### The exercise:
Output every line of these items as a Markdown table with two columns, Row and Line, where Row gives the line's number and Line gives its text. Leave blank lines and the pictures out of the table.

### Records:
══════════

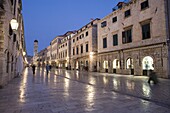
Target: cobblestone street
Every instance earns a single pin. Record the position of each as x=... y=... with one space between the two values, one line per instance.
x=80 y=92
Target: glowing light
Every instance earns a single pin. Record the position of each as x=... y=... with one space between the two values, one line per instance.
x=14 y=24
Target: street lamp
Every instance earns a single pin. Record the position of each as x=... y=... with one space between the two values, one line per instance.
x=14 y=24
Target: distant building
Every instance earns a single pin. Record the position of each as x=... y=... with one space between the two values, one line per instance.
x=134 y=38
x=64 y=50
x=12 y=42
x=84 y=48
x=35 y=57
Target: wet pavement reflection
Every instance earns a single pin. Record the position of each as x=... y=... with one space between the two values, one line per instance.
x=65 y=91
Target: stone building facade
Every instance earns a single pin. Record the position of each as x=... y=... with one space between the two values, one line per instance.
x=64 y=50
x=12 y=43
x=134 y=38
x=84 y=47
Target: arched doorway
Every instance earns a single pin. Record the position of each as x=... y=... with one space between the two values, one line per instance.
x=147 y=64
x=116 y=65
x=129 y=65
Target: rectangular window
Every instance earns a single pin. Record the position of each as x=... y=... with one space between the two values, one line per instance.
x=82 y=35
x=146 y=31
x=87 y=47
x=10 y=30
x=127 y=36
x=104 y=42
x=14 y=37
x=114 y=19
x=104 y=24
x=77 y=50
x=115 y=40
x=87 y=33
x=127 y=13
x=66 y=53
x=73 y=51
x=144 y=5
x=81 y=48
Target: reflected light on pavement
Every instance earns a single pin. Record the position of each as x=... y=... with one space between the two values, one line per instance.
x=90 y=95
x=130 y=85
x=23 y=86
x=105 y=80
x=66 y=84
x=146 y=90
x=92 y=80
x=115 y=84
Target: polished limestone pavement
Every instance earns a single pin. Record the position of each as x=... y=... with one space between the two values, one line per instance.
x=65 y=91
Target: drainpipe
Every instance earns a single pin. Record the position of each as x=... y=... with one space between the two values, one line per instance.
x=167 y=16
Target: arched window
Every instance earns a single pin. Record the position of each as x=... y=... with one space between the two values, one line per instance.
x=105 y=64
x=147 y=63
x=12 y=64
x=7 y=64
x=129 y=63
x=116 y=64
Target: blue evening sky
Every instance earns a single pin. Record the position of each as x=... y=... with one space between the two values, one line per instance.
x=45 y=19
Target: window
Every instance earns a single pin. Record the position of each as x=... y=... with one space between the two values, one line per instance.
x=87 y=33
x=66 y=53
x=77 y=50
x=73 y=51
x=10 y=30
x=144 y=5
x=81 y=48
x=104 y=24
x=12 y=2
x=7 y=65
x=146 y=31
x=127 y=13
x=114 y=19
x=82 y=36
x=14 y=37
x=87 y=47
x=104 y=42
x=127 y=36
x=115 y=40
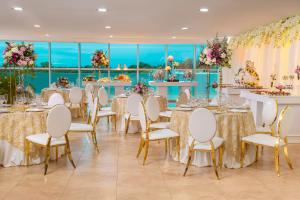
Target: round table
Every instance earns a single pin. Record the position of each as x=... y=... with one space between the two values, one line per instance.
x=47 y=92
x=14 y=127
x=231 y=126
x=119 y=105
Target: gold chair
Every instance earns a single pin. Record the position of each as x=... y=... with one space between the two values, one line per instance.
x=276 y=142
x=58 y=123
x=148 y=136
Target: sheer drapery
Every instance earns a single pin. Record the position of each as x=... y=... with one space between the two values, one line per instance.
x=267 y=60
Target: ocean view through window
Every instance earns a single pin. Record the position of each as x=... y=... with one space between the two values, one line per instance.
x=138 y=61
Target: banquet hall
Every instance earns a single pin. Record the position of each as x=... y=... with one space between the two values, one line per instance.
x=148 y=99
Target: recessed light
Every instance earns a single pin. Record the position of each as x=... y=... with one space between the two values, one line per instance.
x=102 y=10
x=203 y=9
x=18 y=8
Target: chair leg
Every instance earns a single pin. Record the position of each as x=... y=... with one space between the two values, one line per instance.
x=69 y=151
x=286 y=155
x=243 y=147
x=47 y=158
x=276 y=160
x=221 y=157
x=189 y=161
x=213 y=156
x=142 y=143
x=27 y=151
x=146 y=151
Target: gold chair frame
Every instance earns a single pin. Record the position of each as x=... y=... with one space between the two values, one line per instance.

══════════

### Completed task:
| Row | Line |
|---|---|
| 1 | Target: cobblestone street |
| 2 | Every instance earns a single pin. Record the position of each as x=... y=... with one space between the two values, one line per instance. |
| 3 | x=80 y=92 |
| 4 | Target: glowing light |
| 5 | Every instance earns a single pin. Record the position of each as x=... y=... with one space between the two values, one line per instance. |
| 6 | x=14 y=24 |
| 7 | Target: street lamp |
| 8 | Every instance earns a single pin. Record the position of each as x=... y=... with one space between the two values, one line per instance. |
| 9 | x=14 y=24 |
| 10 | Target: distant building |
| 11 | Every instance earns a single pin. Record the position of each as x=... y=... with one space between the two values, one line per instance. |
| 12 | x=134 y=38 |
| 13 | x=64 y=50 |
| 14 | x=12 y=42 |
| 15 | x=84 y=48 |
| 16 | x=35 y=57 |
| 17 | Target: wet pavement reflection |
| 18 | Every instance earns a single pin. Record the position of each as x=... y=... with one space between the two values, one line per instance. |
| 19 | x=65 y=91 |
| 20 | Target: stone building facade |
| 21 | Every instance earns a single pin. Record the position of each as x=... y=... with one space between the two values, one line per instance. |
| 22 | x=64 y=50 |
| 23 | x=12 y=43 |
| 24 | x=134 y=38 |
| 25 | x=84 y=47 |
| 26 | Target: arched doorway |
| 27 | Every instance earns a single pin. Record the position of each as x=... y=... with one space between the two values, one line per instance. |
| 28 | x=147 y=64 |
| 29 | x=116 y=65 |
| 30 | x=129 y=65 |
| 31 | Target: rectangular window |
| 32 | Every instance earns a single pin. Record the position of each as x=... y=... with one space between the two values, one line per instance. |
| 33 | x=82 y=35 |
| 34 | x=146 y=31 |
| 35 | x=87 y=47 |
| 36 | x=10 y=30 |
| 37 | x=127 y=36 |
| 38 | x=104 y=42 |
| 39 | x=14 y=37 |
| 40 | x=114 y=19 |
| 41 | x=104 y=24 |
| 42 | x=77 y=50 |
| 43 | x=115 y=40 |
| 44 | x=87 y=33 |
| 45 | x=127 y=13 |
| 46 | x=66 y=53 |
| 47 | x=73 y=51 |
| 48 | x=144 y=5 |
| 49 | x=81 y=48 |
| 50 | Target: reflected light on pavement |
| 51 | Every instance earns a single pin. Record the position of each as x=... y=... with one space between the two values, one line per instance. |
| 52 | x=90 y=95 |
| 53 | x=130 y=85 |
| 54 | x=23 y=86 |
| 55 | x=105 y=80 |
| 56 | x=66 y=84 |
| 57 | x=146 y=90 |
| 58 | x=92 y=80 |
| 59 | x=115 y=84 |
| 60 | Target: polished limestone pavement |
| 61 | Every instance earns a single pin. Record the position of each as x=... y=... with one space between the two values, one line per instance. |
| 62 | x=65 y=91 |
| 63 | Target: drainpipe |
| 64 | Every instance earns a single pin. Record the position of each as x=... y=... with one space between the two values, one line per instance. |
| 65 | x=167 y=16 |
| 66 | Target: arched window |
| 67 | Every instance earns a single pin. Record the position of each as x=... y=... with one space between the two values, one line per instance. |
| 68 | x=105 y=64 |
| 69 | x=147 y=63 |
| 70 | x=12 y=64 |
| 71 | x=7 y=64 |
| 72 | x=129 y=63 |
| 73 | x=116 y=64 |
| 74 | Target: blue evening sky |
| 75 | Every instance earns a single pin. Record the position of each as x=... y=... with one space between the two values, one line per instance. |
| 76 | x=45 y=19 |
| 77 | Target: window |
| 78 | Every instance earns a single pin. Record the position of each as x=... y=... with one space between the two values, one line per instance. |
| 79 | x=87 y=33 |
| 80 | x=66 y=53 |
| 81 | x=77 y=50 |
| 82 | x=73 y=51 |
| 83 | x=10 y=30 |
| 84 | x=144 y=5 |
| 85 | x=81 y=48 |
| 86 | x=104 y=24 |
| 87 | x=12 y=2 |
| 88 | x=7 y=65 |
| 89 | x=146 y=31 |
| 90 | x=127 y=13 |
| 91 | x=114 y=19 |
| 92 | x=82 y=36 |
| 93 | x=14 y=37 |
| 94 | x=87 y=47 |
| 95 | x=104 y=42 |
| 96 | x=127 y=36 |
| 97 | x=115 y=40 |
| 98 | Target: round table |
| 99 | Every instance earns a single pin. Record the position of each as x=... y=... with one space between the two values, one line per instance. |
| 100 | x=47 y=92 |
| 101 | x=14 y=127 |
| 102 | x=231 y=126 |
| 103 | x=119 y=105 |
| 104 | Target: gold chair |
| 105 | Every instance earns a single pin. Record the position of each as x=... y=... with one space between the two values, one line per instance. |
| 106 | x=276 y=142 |
| 107 | x=58 y=123 |
| 108 | x=148 y=136 |
| 109 | Target: sheer drapery |
| 110 | Every instance earns a single pin. Record the position of each as x=... y=... with one space between the two values, one line per instance. |
| 111 | x=267 y=60 |
| 112 | Target: ocean view through window |
| 113 | Every instance earns a single pin. Record the position of each as x=... y=... with one space between the two values, one line per instance. |
| 114 | x=138 y=61 |
| 115 | Target: banquet hall |
| 116 | Every instance earns a single pin. Record the position of each as x=... y=... with one space between the two values, one line per instance. |
| 117 | x=148 y=99 |
| 118 | Target: recessed light |
| 119 | Every instance earns a single pin. Record the position of each as x=... y=... with one space between the two values, one line per instance. |
| 120 | x=102 y=10 |
| 121 | x=203 y=9 |
| 122 | x=18 y=8 |
| 123 | Target: chair leg |
| 124 | Every instance earns a single pin. Record the position of each as x=... y=... with one space between the two values, one line per instance. |
| 125 | x=69 y=151 |
| 126 | x=286 y=155 |
| 127 | x=243 y=147 |
| 128 | x=47 y=158 |
| 129 | x=276 y=160 |
| 130 | x=221 y=157 |
| 131 | x=189 y=161 |
| 132 | x=213 y=156 |
| 133 | x=142 y=143 |
| 134 | x=27 y=151 |
| 135 | x=146 y=151 |
| 136 | Target: gold chair frame |
| 137 | Every instance earns a single pin. Record the position of each as x=... y=... with one space between the two values, one line per instance. |